» Data to use:
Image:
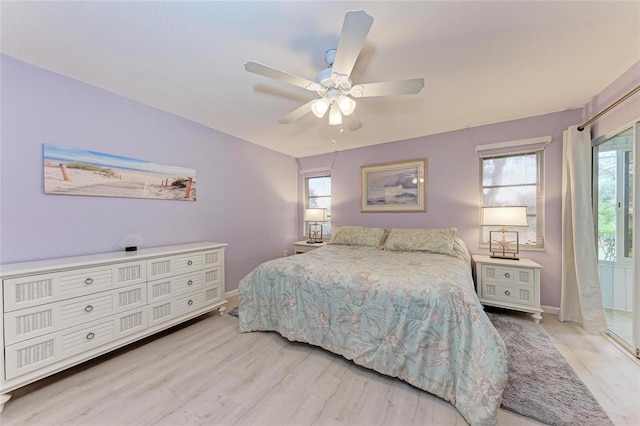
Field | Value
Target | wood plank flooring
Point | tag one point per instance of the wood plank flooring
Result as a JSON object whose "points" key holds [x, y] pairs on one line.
{"points": [[208, 373]]}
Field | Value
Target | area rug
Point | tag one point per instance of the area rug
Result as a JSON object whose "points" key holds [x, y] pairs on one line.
{"points": [[542, 385]]}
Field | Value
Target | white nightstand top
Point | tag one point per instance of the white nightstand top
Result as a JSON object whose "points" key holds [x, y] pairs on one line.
{"points": [[306, 244], [527, 263]]}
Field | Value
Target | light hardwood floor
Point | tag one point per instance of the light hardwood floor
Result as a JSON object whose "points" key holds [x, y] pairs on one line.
{"points": [[208, 373]]}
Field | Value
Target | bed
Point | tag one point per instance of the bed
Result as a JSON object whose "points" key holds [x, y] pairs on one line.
{"points": [[401, 303]]}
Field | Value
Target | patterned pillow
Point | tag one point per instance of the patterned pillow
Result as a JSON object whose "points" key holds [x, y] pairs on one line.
{"points": [[432, 240], [359, 236]]}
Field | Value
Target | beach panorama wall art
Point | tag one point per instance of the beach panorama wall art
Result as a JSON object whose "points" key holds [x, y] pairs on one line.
{"points": [[394, 187], [70, 171]]}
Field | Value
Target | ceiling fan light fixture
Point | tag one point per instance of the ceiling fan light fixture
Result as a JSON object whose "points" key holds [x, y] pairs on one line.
{"points": [[320, 106], [335, 117], [346, 105]]}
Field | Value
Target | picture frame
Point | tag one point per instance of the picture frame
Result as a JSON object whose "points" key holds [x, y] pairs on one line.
{"points": [[393, 187], [72, 171]]}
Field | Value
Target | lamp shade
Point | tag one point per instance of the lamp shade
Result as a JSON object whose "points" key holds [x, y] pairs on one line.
{"points": [[346, 105], [335, 117], [320, 106], [504, 216], [315, 215]]}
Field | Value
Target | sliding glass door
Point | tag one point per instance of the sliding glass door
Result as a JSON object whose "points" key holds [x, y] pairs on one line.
{"points": [[615, 192]]}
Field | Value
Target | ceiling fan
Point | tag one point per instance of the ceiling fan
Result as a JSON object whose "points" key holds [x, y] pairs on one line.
{"points": [[333, 84]]}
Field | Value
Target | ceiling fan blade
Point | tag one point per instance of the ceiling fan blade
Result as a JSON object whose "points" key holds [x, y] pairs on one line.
{"points": [[387, 88], [276, 74], [355, 28], [296, 113], [352, 122]]}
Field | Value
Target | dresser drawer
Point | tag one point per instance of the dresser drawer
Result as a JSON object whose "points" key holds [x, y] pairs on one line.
{"points": [[524, 295], [182, 304], [33, 322], [164, 267], [179, 284], [34, 290], [213, 294], [508, 276], [33, 354]]}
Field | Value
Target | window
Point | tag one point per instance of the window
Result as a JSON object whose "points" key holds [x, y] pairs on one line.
{"points": [[515, 179], [614, 176], [318, 195]]}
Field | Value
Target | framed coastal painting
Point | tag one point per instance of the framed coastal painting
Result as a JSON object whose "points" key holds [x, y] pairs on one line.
{"points": [[394, 187], [71, 171]]}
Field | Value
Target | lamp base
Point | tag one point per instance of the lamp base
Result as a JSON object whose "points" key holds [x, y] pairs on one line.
{"points": [[504, 257]]}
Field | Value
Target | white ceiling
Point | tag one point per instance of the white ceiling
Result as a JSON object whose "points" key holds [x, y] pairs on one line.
{"points": [[482, 62]]}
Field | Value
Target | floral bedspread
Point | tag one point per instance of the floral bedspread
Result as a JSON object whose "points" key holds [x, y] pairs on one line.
{"points": [[411, 315]]}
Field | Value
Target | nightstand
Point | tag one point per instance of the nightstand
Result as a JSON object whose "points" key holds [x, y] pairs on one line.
{"points": [[510, 284], [303, 246]]}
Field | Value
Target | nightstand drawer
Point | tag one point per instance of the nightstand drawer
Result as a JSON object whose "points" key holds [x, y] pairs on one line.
{"points": [[519, 295], [508, 276]]}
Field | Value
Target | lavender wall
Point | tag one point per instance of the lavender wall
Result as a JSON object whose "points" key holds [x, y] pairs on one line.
{"points": [[623, 114], [236, 180], [453, 184]]}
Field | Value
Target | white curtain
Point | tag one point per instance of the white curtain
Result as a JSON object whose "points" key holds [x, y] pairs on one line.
{"points": [[581, 297]]}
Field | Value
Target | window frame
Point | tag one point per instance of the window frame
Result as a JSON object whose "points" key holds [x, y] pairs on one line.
{"points": [[326, 226], [539, 216]]}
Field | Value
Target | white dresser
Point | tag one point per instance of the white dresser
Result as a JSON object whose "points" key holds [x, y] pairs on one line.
{"points": [[57, 313], [510, 284]]}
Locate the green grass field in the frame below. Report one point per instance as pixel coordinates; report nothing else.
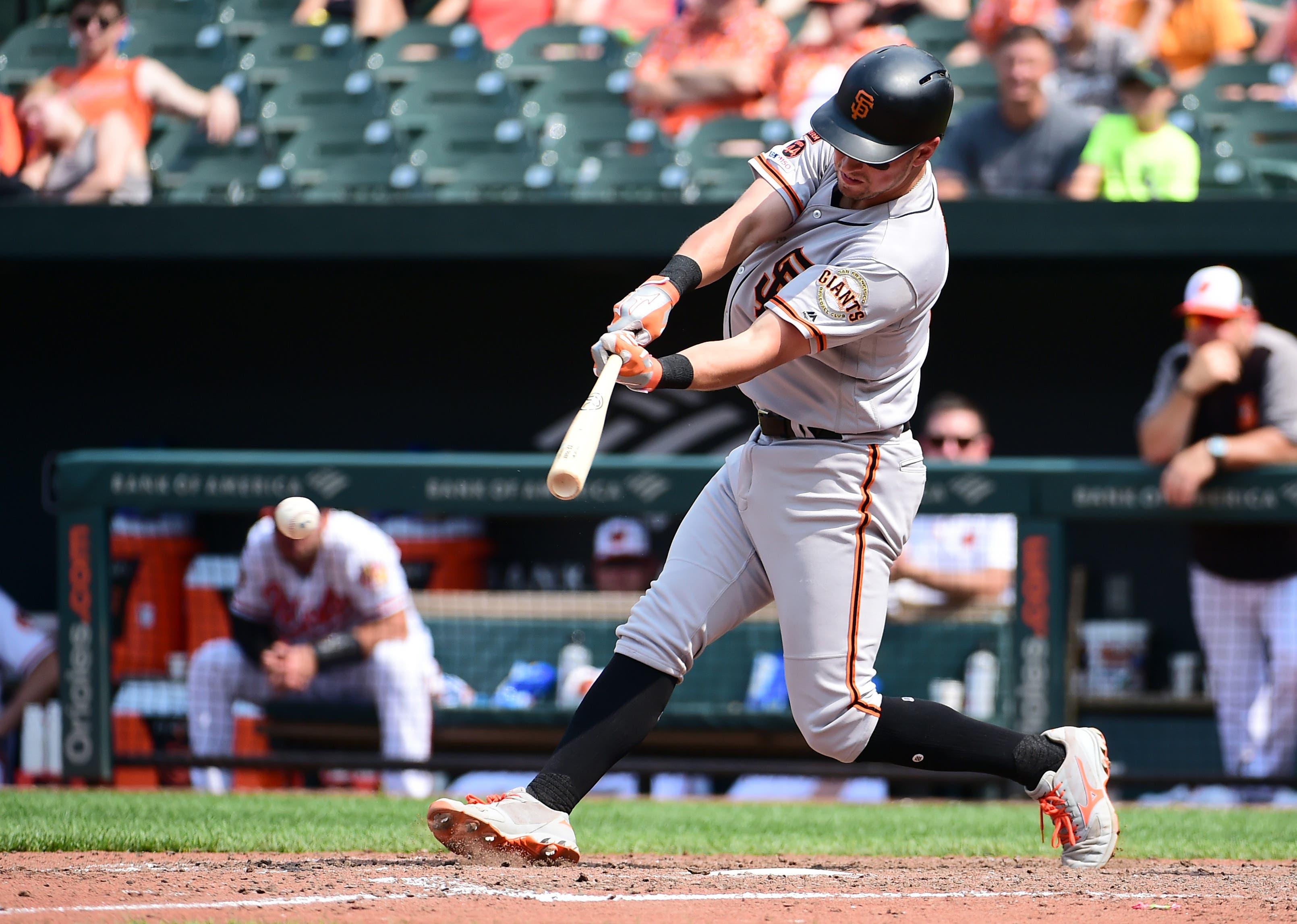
(309, 823)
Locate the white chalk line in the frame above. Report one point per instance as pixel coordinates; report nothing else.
(436, 887)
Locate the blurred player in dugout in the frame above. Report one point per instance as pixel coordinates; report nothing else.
(325, 616)
(961, 560)
(1225, 398)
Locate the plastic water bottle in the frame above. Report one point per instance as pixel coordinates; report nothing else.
(574, 655)
(981, 685)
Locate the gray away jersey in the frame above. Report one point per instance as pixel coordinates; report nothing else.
(858, 283)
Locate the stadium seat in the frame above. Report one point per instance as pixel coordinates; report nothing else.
(493, 178)
(576, 86)
(401, 56)
(201, 54)
(936, 35)
(735, 138)
(605, 132)
(228, 177)
(630, 179)
(309, 157)
(179, 144)
(458, 139)
(31, 51)
(249, 19)
(286, 50)
(452, 86)
(319, 100)
(536, 52)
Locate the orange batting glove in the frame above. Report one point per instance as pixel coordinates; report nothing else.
(640, 371)
(644, 313)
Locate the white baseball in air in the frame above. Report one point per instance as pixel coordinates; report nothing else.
(297, 517)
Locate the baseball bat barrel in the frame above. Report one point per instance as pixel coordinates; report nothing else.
(572, 462)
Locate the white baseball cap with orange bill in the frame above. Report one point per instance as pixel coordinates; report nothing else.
(1216, 292)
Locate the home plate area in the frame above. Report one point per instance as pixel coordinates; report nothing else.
(102, 887)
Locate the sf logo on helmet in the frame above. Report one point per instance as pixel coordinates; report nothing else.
(862, 105)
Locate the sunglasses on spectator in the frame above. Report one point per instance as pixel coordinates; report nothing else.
(83, 21)
(963, 442)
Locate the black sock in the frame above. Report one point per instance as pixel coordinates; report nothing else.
(932, 736)
(615, 716)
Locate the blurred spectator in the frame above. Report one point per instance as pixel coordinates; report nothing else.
(812, 66)
(370, 19)
(1139, 156)
(80, 162)
(623, 556)
(1225, 398)
(28, 657)
(104, 82)
(630, 20)
(1279, 43)
(715, 60)
(953, 560)
(1021, 144)
(1191, 35)
(11, 138)
(500, 21)
(1092, 55)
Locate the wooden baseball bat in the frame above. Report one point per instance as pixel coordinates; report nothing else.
(572, 462)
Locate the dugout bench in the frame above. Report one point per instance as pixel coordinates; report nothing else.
(86, 486)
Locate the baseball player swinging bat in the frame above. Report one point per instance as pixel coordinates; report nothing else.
(572, 462)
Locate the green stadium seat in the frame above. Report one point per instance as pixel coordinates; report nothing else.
(597, 131)
(401, 56)
(203, 11)
(284, 50)
(228, 177)
(321, 100)
(458, 139)
(312, 156)
(1226, 86)
(576, 85)
(452, 87)
(31, 51)
(630, 179)
(249, 19)
(499, 178)
(735, 138)
(201, 54)
(536, 52)
(936, 35)
(178, 146)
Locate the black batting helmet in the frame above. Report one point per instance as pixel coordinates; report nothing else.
(890, 101)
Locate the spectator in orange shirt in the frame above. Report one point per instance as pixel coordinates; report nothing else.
(631, 20)
(104, 82)
(1191, 35)
(810, 70)
(500, 21)
(718, 59)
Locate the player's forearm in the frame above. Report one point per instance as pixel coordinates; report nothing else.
(725, 242)
(39, 686)
(725, 363)
(1168, 431)
(1264, 446)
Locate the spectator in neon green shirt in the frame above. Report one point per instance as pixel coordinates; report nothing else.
(1139, 156)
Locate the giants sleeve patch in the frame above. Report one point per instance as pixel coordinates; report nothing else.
(842, 295)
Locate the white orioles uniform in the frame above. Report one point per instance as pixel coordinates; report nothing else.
(814, 524)
(357, 579)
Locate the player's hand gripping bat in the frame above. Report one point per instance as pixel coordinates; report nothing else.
(572, 462)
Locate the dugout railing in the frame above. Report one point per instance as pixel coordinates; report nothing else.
(85, 488)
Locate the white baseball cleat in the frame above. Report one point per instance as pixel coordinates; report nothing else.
(1075, 799)
(510, 825)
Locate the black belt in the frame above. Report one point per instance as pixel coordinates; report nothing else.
(777, 427)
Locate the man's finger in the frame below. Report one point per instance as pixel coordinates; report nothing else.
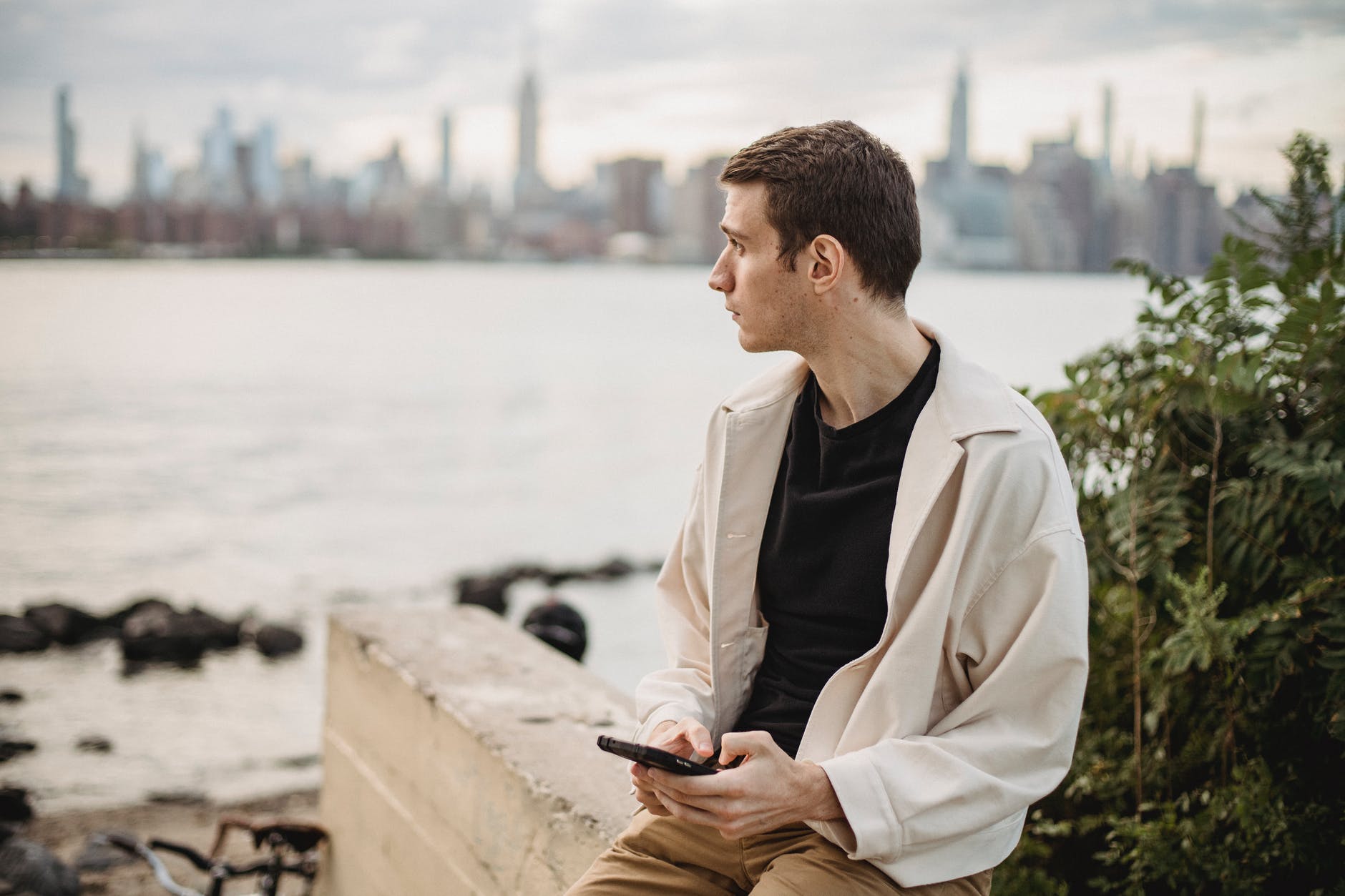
(744, 743)
(692, 813)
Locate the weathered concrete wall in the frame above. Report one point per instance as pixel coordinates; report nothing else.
(459, 758)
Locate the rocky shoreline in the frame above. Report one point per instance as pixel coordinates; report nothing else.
(67, 836)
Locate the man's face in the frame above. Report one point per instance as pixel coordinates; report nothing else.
(770, 303)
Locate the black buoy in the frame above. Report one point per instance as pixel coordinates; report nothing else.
(560, 626)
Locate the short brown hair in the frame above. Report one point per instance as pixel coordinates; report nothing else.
(837, 178)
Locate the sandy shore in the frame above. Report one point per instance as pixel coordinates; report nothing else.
(192, 825)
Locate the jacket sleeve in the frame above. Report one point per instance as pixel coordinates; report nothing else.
(683, 611)
(1024, 644)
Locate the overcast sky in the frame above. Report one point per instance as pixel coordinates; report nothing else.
(677, 79)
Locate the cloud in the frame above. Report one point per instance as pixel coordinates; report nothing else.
(615, 74)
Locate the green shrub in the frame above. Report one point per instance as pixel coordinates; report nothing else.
(1208, 453)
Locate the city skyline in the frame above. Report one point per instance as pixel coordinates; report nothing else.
(672, 79)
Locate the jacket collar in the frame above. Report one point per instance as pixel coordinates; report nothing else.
(967, 398)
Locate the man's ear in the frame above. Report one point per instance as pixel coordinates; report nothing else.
(826, 262)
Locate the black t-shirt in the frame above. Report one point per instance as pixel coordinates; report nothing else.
(823, 556)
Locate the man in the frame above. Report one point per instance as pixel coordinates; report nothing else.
(877, 604)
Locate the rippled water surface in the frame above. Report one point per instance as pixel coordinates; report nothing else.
(284, 438)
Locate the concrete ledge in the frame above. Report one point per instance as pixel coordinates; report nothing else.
(459, 758)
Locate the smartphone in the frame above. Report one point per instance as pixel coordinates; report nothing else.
(652, 757)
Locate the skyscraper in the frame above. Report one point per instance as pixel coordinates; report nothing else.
(1107, 117)
(70, 184)
(264, 175)
(958, 124)
(529, 186)
(446, 155)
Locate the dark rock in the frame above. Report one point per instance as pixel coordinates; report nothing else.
(217, 633)
(31, 868)
(21, 636)
(65, 624)
(554, 578)
(278, 641)
(307, 760)
(560, 626)
(120, 618)
(522, 572)
(484, 591)
(99, 855)
(11, 748)
(93, 744)
(14, 805)
(177, 797)
(157, 633)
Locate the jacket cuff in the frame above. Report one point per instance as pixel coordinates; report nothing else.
(655, 719)
(876, 833)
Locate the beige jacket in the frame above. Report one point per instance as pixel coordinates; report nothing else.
(966, 711)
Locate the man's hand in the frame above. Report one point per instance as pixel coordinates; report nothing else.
(689, 739)
(767, 790)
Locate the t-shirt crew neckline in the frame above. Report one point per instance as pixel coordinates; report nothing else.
(860, 427)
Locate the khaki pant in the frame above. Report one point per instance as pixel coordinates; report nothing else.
(660, 855)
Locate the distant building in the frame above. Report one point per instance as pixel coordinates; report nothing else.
(530, 189)
(1057, 217)
(70, 184)
(446, 154)
(697, 207)
(220, 160)
(1185, 222)
(264, 169)
(151, 179)
(966, 213)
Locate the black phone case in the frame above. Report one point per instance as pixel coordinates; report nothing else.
(652, 757)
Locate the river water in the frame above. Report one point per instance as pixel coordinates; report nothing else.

» Prompt: Pick out each line above that includes "plank" and show it.

» Answer to this task:
Target | wood plank flooring
Point | tag one point per instance of the wood plank flooring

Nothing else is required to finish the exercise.